Nesta última segunda-feira (17), a Revista Exame publicou uma matéria especial contendo um estudo sobre as contas estaduais de 23 dos 27 estados da federação junto com um ranking da gestão de contas públicas dos estados brasileiros, elaborado pela RC Consultores. O grande criticado, que aparece logo nos primeiros parágrafos da matéria, é o governador do Rio Grande do Sul, Tarso Genro (PT), cujo estado aparece na 18ª posição do ranking.

Segundo a reportagem, um dos grande vilões por colocar o Rio Grande do Sul nessa posição desconfortável foi a opção do governo de Tarso Genro em criar uma estatal para gerir as estradas gaúchas e acabar com a cobrança de pedágios nas estradas estaduais. A matéria de Daniel Barros afirma que, embora tenha sido recebida com entusiasmo e buzinaço pela população de Farroupilha-RS, decisões como essa “custam dinheiro – muito dinheiro”. Por conta dela, o custo com pessoal foi elevado e o governo gaúcho desdenha as parcerias público privadas, tais como as concessões, para solucionar os problemas de investimento e endividamento do estado. Segundo a crítica elaborada pela reportagem: “Há 77 municípios sem acesso asfaltado, e o governo ainda estatiza as rodovias que já existem – quando poderia tentar o inverso, conceder serviços para atrair capital privado e gerar caixa para tocar novos projetos.”Para o autor da matéria especial da Exame, portanto, uma das soluções para que o Rio Grande do Sul saia de sua posição vexatória do tal ranking elaborado pela RC Consuloria especialmente para a revista, passaria pela concessão de serviços para o capital privado, jamais por iniciativas que buscam tornar o estado público, como disse o governador Tarso Genro em sua fala de abertura da rodovia estatizada. Uma pena que o autor não detalhou quais seriam os novos projetos nos quais o governo gaúcho deveria investir o “dinheiro do caixa” levantado com a economia que teria ao privatizar mais estradas. Imagino que seriam todos ligados à infraestrutura do estado, tal como reforma dos aeroportos e portos, melhoria da matriz energética, ou ainda, em projetos relacionados ao megaeventos de 2014, ou a eventos menores capazes de atrair turistas. Todos visando gerar ainda mais caixa para os próximos anos e mais lucro para a iniciativa privada ligada diretamente à essas áreas.

## Instruções do exercício
1. Segundo a reportagem citada no texto sobre o ranking das contas estaduais, por que o Rio Grande do Sul ficou numa posição desconfortável? Responda em uma a três frases.
2. Retome o texto sobre o ranking das contas estaduais e escreva a continuação a partir da última frase.

Entradas salvas:
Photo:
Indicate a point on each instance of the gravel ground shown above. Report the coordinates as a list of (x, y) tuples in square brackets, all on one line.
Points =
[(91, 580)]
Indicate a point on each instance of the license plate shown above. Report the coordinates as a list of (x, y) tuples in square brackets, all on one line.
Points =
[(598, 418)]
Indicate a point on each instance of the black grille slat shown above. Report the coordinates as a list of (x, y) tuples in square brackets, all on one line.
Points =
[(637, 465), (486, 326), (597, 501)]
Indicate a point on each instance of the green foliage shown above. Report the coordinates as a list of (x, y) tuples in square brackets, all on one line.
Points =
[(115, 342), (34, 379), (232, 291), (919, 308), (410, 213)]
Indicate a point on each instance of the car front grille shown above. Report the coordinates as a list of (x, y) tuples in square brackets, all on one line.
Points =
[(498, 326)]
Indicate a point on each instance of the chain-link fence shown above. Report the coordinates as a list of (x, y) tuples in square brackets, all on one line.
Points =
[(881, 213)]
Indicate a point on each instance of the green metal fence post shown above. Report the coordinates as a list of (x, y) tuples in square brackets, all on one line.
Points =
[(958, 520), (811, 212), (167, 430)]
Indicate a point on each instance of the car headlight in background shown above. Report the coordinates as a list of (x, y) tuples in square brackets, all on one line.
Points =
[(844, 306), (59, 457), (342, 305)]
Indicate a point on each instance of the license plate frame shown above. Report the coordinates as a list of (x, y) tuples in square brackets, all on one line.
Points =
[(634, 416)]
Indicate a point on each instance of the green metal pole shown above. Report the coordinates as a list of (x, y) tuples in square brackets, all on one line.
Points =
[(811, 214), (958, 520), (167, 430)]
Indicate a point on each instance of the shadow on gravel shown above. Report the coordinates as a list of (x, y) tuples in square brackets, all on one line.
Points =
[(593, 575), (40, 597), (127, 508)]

## Respostas do exercício
1. De acordo com a reportagem, um dos grandes vilões foi a opção do governo de Tarso Genro de criar uma estatal para gerir as estradas gaúchas e acabar com a cobrança de pedágios nas estradas estaduais. Por conta dessa decisão, o custo com pessoal foi elevado e o governo passou a desdenhar as parcerias público-privadas, como as concessões.

2.
Além do governo do Rio Grande do Sul, a reportagem aproveita para criticar iniciativas do governo federal como a desoneração dos impostos (redução do IPI), o gasto com pessoal e, até mesmo, com a determinação de um piso nacional para os professores. Segundo a reportagem: “A situação fiscal dos estados é sinal de que a epidemia de descontrole das despesas não atinge só o governo central”, diz Paulo Rabello de Castro, sócio da RC [consultores]. “A doença está espalhada por toda a Federação. Para agravar o quadro, o governo federal fragiliza os estados com desonerações de tributos compartilhados e com leis como a que determina um piso nacional dos professores. que gerou encargos aos entes federativos”.

Desta forma, percebe-se que a revista e seu articulista entendem que, mesmo quando o governo atua para acabar com os pedágios, desonerar impostos para promover a produção, consumo e a circulação de mercadorias, aumentar o funcionalismo público, pagando melhores salários aos servidores e garantir um piso nacional para os professores, ele está agindo equivocadamente. Segundo a ótica deles, o importante seria manter a meta de superávits, garantir a cada ano taxas mais altas para investimento e gastar toda essa grana em parcerias-público-privadas e concessões de serviços a empresas privadas que pagam mal seus empregados, superfaturam suas obras e cobram uma fortuna aos usuários dos serviços que, além dos impostos, ainda devem dar lucro às concessionárias.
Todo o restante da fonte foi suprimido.